Nota del editor, John Summers
A James Agee nunca le faltó reconocimiento como poeta, crítico de cine o dramaturgo. Sin embargo, se esperaba mucho más de él. Nunca pudo sacudirse de encima la sospecha de que el suyo era un talento desperdiciado, ni siquiera antes de que su salud decayera. “No hay mucho que contar —escribiría en una carta el 11 de mayo de 1955—. Siento, en general, como si me estuviera muriendo: un terrible estancamiento, en todos los sentidos, pero sobre todo en lo relativo al trabajo”. Cuando sucumbió cinco días después, tenía cuarenta y cinco años. Pasarían tres años más antes de que su novela Una muerte en la familia saliera a la luz y se granjeara su perdurable fama. Había pasado mucho tiempo desde que alguien mencionara su aciago libro sobre granjeros arrendatarios en Alabama, Elogiemos ahora a hombres famosos.

» **Sección de datos**:
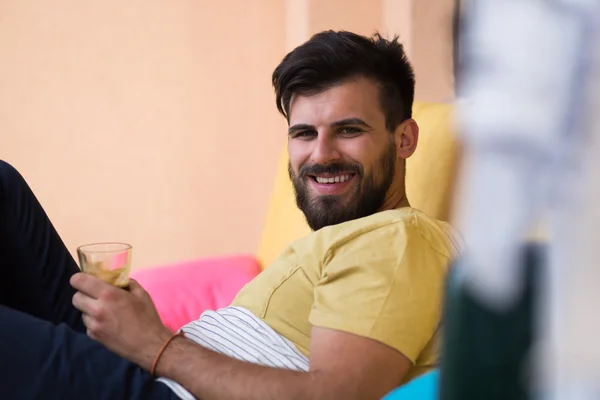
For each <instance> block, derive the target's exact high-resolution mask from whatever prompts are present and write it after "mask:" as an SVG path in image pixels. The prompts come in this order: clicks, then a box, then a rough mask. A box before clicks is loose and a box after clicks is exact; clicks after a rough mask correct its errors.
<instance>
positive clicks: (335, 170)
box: [298, 163, 363, 178]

» **Tarea por realizar**: Reescribe como lista el párrafo de la nota del editor que comienza con «A James Agee nunca le faltó» y conserva sus datos principales. Para responder, usa únicamente la nota del editor.

» **Resultado del ejercicio**:
- James Agee fue reconocido como poeta, crítico de cine y dramaturgo, pero se esperaba mucho más de él.
- Nunca pudo librarse de la sospecha de que su talento estaba desperdiciado, ni siquiera antes de que decayera su salud.
- En una carta del 11 de mayo de 1955 escribió que sentía que se estaba muriendo y que vivía un terrible estancamiento, sobre todo en el trabajo.
- Murió cinco días después, a los cuarenta y cinco años.
- Tres años más tarde se publicó su novela *Una muerte en la familia*, que le dio una fama perdurable.
- Para entonces hacía mucho que nadie mencionaba *Elogiemos ahora a hombres famosos*, su aciago libro sobre granjeros arrendatarios en Alabama.